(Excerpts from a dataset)
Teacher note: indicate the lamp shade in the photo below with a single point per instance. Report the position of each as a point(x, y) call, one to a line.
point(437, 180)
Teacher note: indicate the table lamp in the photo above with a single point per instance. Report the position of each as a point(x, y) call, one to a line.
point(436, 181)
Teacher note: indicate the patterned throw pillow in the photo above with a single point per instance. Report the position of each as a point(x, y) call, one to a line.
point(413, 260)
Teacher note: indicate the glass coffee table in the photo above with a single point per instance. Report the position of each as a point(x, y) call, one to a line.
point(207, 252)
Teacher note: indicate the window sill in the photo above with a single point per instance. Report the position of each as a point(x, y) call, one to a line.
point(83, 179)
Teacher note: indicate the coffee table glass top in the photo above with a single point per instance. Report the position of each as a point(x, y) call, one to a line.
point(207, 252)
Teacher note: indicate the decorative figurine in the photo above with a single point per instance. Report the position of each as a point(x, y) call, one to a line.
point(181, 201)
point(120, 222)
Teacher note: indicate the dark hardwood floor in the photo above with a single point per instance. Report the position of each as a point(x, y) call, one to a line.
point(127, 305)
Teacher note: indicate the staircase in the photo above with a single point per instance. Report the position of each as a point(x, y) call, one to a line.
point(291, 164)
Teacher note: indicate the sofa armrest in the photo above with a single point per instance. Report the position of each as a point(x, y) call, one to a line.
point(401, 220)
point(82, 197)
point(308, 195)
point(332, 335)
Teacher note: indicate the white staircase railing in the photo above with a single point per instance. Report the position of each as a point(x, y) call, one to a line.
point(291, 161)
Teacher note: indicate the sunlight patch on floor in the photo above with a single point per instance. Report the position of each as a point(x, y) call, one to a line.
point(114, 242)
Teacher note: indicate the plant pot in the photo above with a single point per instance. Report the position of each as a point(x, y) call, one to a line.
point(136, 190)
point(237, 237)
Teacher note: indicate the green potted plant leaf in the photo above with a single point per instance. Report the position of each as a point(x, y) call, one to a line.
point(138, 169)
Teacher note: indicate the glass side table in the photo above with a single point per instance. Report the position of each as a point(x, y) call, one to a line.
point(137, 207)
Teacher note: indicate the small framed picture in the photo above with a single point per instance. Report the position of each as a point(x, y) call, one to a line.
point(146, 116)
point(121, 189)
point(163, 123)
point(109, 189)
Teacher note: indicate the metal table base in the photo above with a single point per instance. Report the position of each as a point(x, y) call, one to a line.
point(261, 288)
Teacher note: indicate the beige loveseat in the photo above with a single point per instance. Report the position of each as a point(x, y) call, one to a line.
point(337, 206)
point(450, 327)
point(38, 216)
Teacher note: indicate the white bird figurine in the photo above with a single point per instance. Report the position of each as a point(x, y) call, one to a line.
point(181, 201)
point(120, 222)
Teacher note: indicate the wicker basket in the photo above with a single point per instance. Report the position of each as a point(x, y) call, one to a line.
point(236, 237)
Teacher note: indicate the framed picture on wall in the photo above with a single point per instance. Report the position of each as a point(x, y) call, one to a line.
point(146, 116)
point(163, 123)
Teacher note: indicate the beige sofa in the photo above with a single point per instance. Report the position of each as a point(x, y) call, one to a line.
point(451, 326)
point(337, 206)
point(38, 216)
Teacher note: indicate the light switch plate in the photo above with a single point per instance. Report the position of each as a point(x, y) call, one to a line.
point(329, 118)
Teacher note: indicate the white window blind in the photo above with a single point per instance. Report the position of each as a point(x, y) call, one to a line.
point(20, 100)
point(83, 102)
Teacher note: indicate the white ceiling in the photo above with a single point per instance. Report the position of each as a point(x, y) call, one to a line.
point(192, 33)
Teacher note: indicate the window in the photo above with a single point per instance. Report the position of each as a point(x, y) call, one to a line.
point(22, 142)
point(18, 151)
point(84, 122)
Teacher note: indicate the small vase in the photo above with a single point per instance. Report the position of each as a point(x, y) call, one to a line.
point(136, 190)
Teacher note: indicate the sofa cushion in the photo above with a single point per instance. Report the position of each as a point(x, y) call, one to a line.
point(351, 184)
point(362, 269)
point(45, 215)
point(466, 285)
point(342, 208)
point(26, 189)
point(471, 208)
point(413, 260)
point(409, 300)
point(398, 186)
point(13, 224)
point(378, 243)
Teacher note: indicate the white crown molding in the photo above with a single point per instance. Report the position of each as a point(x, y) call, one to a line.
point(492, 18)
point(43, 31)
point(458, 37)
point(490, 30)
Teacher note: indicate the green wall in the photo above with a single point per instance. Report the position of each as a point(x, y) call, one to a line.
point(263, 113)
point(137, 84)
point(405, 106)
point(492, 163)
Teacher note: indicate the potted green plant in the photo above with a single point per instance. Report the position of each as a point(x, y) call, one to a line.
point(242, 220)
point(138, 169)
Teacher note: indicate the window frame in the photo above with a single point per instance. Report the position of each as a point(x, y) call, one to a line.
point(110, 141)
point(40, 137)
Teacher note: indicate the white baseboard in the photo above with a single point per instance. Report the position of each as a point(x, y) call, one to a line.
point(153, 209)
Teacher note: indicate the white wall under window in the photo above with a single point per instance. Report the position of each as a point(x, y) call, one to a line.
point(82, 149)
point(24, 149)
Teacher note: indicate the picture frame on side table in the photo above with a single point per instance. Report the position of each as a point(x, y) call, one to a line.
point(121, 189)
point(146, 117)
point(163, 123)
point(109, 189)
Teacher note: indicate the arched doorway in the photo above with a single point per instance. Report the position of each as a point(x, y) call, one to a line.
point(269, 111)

# Exercise
Set down the whole of the data, exactly as it stands.

# Your solution
Teacher note: indicate the lamp shade in the photo below with a single point per instance. Report the position of each as a point(x, y) call, one to a line.
point(437, 180)
Teacher note: indicate the table lamp in the photo above with a single point per instance. Report the position of each as a point(x, y) call, one to a line.
point(436, 181)
Teacher note: indicate the patterned throw pillow in the photo above with a single point per instance. Report the position of each as a point(x, y) call, one to a line.
point(413, 260)
Teacher note: indicate the glass coffee table in the photo above with a single point per instance. Report the position of each as a point(x, y) call, one to a line.
point(207, 252)
Teacher note: indicate the window sill in the photo above with a single point per instance. Report the position of each as a point(x, y) call, one to a line.
point(83, 179)
Teacher note: indicate the coffee table glass top in the photo above with a single point per instance. Report the position of each as a point(x, y) call, one to a line.
point(207, 252)
Teacher note: indicate the decorative figurine in the photo above with a single point per instance. Report the position of each as a point(x, y) call, one to a line.
point(181, 201)
point(120, 222)
Teacher note: indicate the dark hardwood floor in the photo above with a single point per instance. Report the position of each as a point(x, y) call, one to a line.
point(127, 305)
Teacher note: indicate the staircase in the photo above with a single point per instance. Report the position of each as a point(x, y) call, one to a line.
point(291, 164)
Teacher note: indicate the sofa armrest in the photo above with a single point per instance. Report the position of each as a point(x, y) call, one to a line.
point(401, 220)
point(82, 197)
point(308, 195)
point(332, 335)
Teacher note: indicate the white staircase railing in the photo above with a single point per instance. Report the position of each as a point(x, y) call, one to a line.
point(291, 161)
Teacher note: indicate the sunlight patch on floor in the photo above with a single point per instance. Report the position of each as a point(x, y) call, one to a line.
point(114, 242)
Teacher note: indicate the plant pot in the photo above with a single point per instance. Report the position of each as a point(x, y) call, one to a line.
point(136, 190)
point(237, 237)
Teacher note: indicate the green potted plant leaf in the photo above with a single point per instance. Report the position of each as a point(x, y) call, one to a line.
point(138, 169)
Teacher note: indicate the glass side table in the photo above with a single point per instance. Report the position of each as a point(x, y) call, one to a line.
point(137, 207)
Teacher note: indicate the small framed picture in the photo above with a single point per instance. Report the position of each as a point(x, y) call, one to a line.
point(146, 116)
point(121, 189)
point(163, 123)
point(109, 189)
Teacher note: indicate the metal table base in the photo above with a single point per instance. Report the position of each as a point(x, y) call, one to a line.
point(261, 288)
Teacher note: indicate the beige loveseat in the photo above with a single point per instance. Report the position of each as a point(x, y) call, one to a line.
point(337, 206)
point(450, 327)
point(38, 216)
Teacher note: indicate the white bird figurine in the photo above with a single point per instance. Report the position of each as a point(x, y) call, one to a line.
point(181, 201)
point(120, 222)
Teacher note: indicate the wicker basket in the photo above with a single point per instance. Report the position of each as a point(x, y) call, one to a line.
point(236, 237)
Teacher note: indicate the framed picture on wall in the photo above with a single point per instance. Report the position of each as a point(x, y) call, one to a line.
point(146, 116)
point(163, 123)
Teacher note: indicate the beige sofa in the photo above with a single point per instance. Report the position of each as a point(x, y) call, one to a line.
point(451, 326)
point(337, 206)
point(38, 216)
Teacher note: indicate the light switch plate in the photo above with a single point per instance. Report the position of each as a point(x, y) call, one to a line.
point(329, 118)
Teacher note: indicate the white window blind in the photo above with a single point per instance. Report the position of each as a point(x, y) call, one to a line.
point(20, 100)
point(83, 102)
Teacher note: indicate the white ceiling in the photo above with a single point per instance. Report the position of each as a point(x, y) call, one to a line.
point(192, 33)
Teacher note: indicate the window in the photo above with a single point per instance. Report the position of each as a point(x, y) call, one to a line.
point(22, 142)
point(18, 151)
point(84, 122)
Teacher note: indicate the small vase in the photo above with a single point per instance. Report the position of each as a point(x, y) call, one to a line.
point(136, 190)
Teacher note: indicate the sofa cushion in the photo above with a single point per instance. Report the position of each as a point(x, y) call, one to a line.
point(351, 184)
point(362, 269)
point(45, 215)
point(466, 285)
point(342, 208)
point(26, 189)
point(471, 208)
point(413, 260)
point(409, 300)
point(398, 186)
point(13, 224)
point(378, 243)
Teacher note: indicate the white crown molding in the photo above with a single point per instance. Report the position of each as a point(x, y) call, one to a line.
point(492, 18)
point(43, 31)
point(458, 37)
point(490, 30)
Teacher note: indicate the green wall in the photo above with a single point per instance. Report the position of each as a point(x, y) call, one to a line.
point(263, 113)
point(137, 84)
point(405, 106)
point(492, 163)
Teacher note: indicate the potted green plant in the photo above with a single point per instance. Report the position of each as a point(x, y) call, one to a line.
point(242, 220)
point(138, 169)
Teacher note: indicate the window frame in the photo above with a single point per instance. Report the position of each as a point(x, y) call, one to a line.
point(110, 141)
point(40, 137)
Teacher note: indicate the white baseboard in the photo above with a single point per instance. Report the position of each as a point(x, y) call, one to a line.
point(153, 209)
Teacher note: indicate the white wall under window in the photo above with a single point per instance. Report the position of each as a point(x, y) call, one to a line.
point(82, 149)
point(24, 149)
Teacher note: indicate the picture frame on side table in the photo above with a single point per instance. Report the position of each as a point(x, y) call, one to a line.
point(121, 189)
point(146, 117)
point(163, 123)
point(109, 189)
Teacher note: indicate the arched doorway in the photo above with a single point per instance. Report the position of each as a point(x, y) call, one to a line.
point(269, 111)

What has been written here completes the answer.